> **Data provided**

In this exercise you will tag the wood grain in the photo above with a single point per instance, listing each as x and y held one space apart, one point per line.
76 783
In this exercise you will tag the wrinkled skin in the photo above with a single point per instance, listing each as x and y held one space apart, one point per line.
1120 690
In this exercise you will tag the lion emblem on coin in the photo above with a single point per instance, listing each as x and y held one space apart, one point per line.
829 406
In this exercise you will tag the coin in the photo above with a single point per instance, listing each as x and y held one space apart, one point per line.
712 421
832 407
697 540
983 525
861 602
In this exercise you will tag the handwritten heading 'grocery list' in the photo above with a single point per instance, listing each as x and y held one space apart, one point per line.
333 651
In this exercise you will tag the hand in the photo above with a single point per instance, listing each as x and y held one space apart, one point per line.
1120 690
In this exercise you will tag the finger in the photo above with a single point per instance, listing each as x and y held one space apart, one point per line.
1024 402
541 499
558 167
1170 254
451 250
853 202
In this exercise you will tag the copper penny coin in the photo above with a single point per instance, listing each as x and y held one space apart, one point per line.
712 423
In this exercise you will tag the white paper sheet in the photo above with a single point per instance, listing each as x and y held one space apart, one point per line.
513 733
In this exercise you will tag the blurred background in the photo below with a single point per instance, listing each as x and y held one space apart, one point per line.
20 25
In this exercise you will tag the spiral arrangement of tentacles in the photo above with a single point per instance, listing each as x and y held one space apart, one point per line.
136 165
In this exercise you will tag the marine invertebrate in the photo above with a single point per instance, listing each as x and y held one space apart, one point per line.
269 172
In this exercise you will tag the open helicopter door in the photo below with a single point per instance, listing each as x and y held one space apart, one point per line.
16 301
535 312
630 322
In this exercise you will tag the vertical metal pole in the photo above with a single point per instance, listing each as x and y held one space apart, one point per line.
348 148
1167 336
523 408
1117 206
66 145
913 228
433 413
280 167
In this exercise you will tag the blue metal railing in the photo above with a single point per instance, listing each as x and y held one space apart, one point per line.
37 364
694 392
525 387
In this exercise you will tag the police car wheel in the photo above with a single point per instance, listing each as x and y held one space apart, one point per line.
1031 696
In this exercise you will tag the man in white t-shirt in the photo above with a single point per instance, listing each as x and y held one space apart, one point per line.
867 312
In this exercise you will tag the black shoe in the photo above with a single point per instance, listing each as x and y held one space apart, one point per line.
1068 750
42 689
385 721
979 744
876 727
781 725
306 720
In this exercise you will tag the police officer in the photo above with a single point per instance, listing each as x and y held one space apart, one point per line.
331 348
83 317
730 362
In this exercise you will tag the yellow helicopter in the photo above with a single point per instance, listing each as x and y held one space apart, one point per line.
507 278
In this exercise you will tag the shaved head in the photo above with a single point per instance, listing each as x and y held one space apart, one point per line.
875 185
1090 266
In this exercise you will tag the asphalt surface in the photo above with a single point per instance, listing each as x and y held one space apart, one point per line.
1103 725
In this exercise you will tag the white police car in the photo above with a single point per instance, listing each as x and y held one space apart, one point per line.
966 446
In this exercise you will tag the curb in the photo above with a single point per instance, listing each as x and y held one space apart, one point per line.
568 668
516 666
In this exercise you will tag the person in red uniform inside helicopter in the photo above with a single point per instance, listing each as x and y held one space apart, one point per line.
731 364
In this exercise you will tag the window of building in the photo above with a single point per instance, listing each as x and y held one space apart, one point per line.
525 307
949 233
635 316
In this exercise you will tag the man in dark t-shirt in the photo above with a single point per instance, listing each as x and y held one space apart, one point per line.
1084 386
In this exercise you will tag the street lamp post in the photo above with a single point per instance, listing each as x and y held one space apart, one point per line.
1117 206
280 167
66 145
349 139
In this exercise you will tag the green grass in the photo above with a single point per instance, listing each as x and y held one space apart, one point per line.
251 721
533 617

> **What this task involves**
Restate the data above word for word, omitting nothing.

> **Answer to the problem**
In this exercise you will tag the wood grain in the photo above with a single point per instance, listing each as x and y held one space apart, one point per line.
76 783
In this exercise you will tag the wrinkled skin in the photo above with a single point per instance, listing each as x and y held one space apart, one point per line.
1120 690
In this exercise you will tag the lion emblem on coin in the photo above with a single point per instance, listing each as x and y held one space apart, one point per line.
829 406
In this exercise you will tag the coin in the photo above with a single point per instance, listing each as x and y held one space apart, one point per line.
712 421
832 407
697 540
983 525
861 602
In this exercise you will tag the handwritten heading 'grocery list' in the photo above with a single point per instance, listing each as x and y held one space apart, one point per line.
333 651
In this exercise you will tag the hand in the photo above with a single point per instance, listing each as x and y held one space apart, one point per line.
1120 690
In this exercise you will tag the finger in the photo above with a single point per instance, listing each as x and y held one space apart, one point per line.
1024 402
541 499
558 167
1170 254
451 250
853 202
In this exercise you will tag the copper penny coin in the photo above with a single point per instance, listing each as x and y held one space apart, one point per line.
712 423
In this exercise you will tag the white paper sheet in the photo above with a single point per instance, listing each as x and y held one space apart, one point per line.
513 733
In this exercise you will tag the blurred background in the photo below with a single point per instance, listing each as x and y held one space apart, one point per line.
20 25
In this exercise you will tag the spiral arrangement of tentacles in the photo above with a single point per instance, listing each as x and y held one space apart, one point per line.
136 165
In this exercise you will tag the marine invertebrate in the photo above with a single point per instance, listing each as x and y held one space apart, one point per line.
269 172
In this exercise you will tag the open helicopter door in the photo below with a single point per instance, listing each as x and y held one space apart, one point per line.
16 301
535 312
630 322
In this exercise you will tag the vertical metal pole in the photo above with a single point per instance, listing each as x and y held one space apart, one point per line.
348 148
1167 336
523 408
1117 206
66 145
913 228
433 413
280 167
In this exercise you will tag the blue metal railing in the photo above with a single point per instance, listing each as x and y held one space apart, one point per line.
37 364
694 392
525 387
In this exercise you will tag the police car wheel in the photo above with a single point per instance, listing each as x and y held one space apart, one point per line.
1031 696
In this exercise you will tag the man in white t-shirt in the photo above with a single point per instance, listing each as x and y held one space apart, one point per line.
867 312
In this exercise you will tag the black shoe in the photo above with a single point per instance, listing each as x and y held one space apart, one point per line.
1068 750
42 689
385 721
979 744
876 727
781 725
306 720
In this exercise you will tag the police officer in the photo above with a single point per instance, listing each as x and y held one space apart, one point per line.
331 348
83 317
730 362
In this exercise you will tag the yellow helicopter in the photo above with a single point per instance, listing each as x and y held one space apart, one point per line.
507 278
In this exercise you will tag the shaved head in the photo above with a single point per instance, listing each as x and y held one space apart, one point per line.
875 185
1090 266
In this exercise you will tag the asphalt surface in the photo above with a single point per instance, listing each as x and y held one space apart, one point per line.
1103 725
In this exercise you will tag the white police car in the photo above with a single point per instance, listing each as x and y held one space apart, one point per line.
966 446
In this exercise you will tag the curb in the photo above with a single point per instance, listing each as x and y held one space apart, one point per line.
568 668
516 666
In this exercise you will tag the person in red uniform inside helicopter in the photo above with a single point per instance, listing each as x and y held one space apart, one point per line.
731 364
In this exercise you will tag the window of building in the photo above with a single point per instance, listing each as x and y held one space apart, one point per line.
525 307
949 233
635 316
In this exercise you will tag the man in dark t-shirt in the photo above with a single point per instance, listing each as x and y held one space apart, one point per line.
1084 386
In this exercise you will tag the street lamp post in the photo above with a single point per instance, listing each as x and y held one space apart, one point per line.
1117 206
280 167
66 145
349 139
In this exercise you will tag the green grass in the photo above with a single point per instance, listing each as x and y held one space apart, one point per line.
251 721
533 617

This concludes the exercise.